%%
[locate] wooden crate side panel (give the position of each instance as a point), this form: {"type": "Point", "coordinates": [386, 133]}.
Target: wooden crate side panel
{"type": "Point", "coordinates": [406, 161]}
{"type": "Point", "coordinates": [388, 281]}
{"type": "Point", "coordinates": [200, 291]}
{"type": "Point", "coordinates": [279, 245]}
%%
__Assignment__:
An exact restatement of all the entries above is needed.

__Problem solution__:
[locate] wooden crate side panel (give the position of each instance as a point), this form: {"type": "Point", "coordinates": [386, 133]}.
Target: wooden crate side panel
{"type": "Point", "coordinates": [406, 161]}
{"type": "Point", "coordinates": [388, 281]}
{"type": "Point", "coordinates": [200, 291]}
{"type": "Point", "coordinates": [279, 245]}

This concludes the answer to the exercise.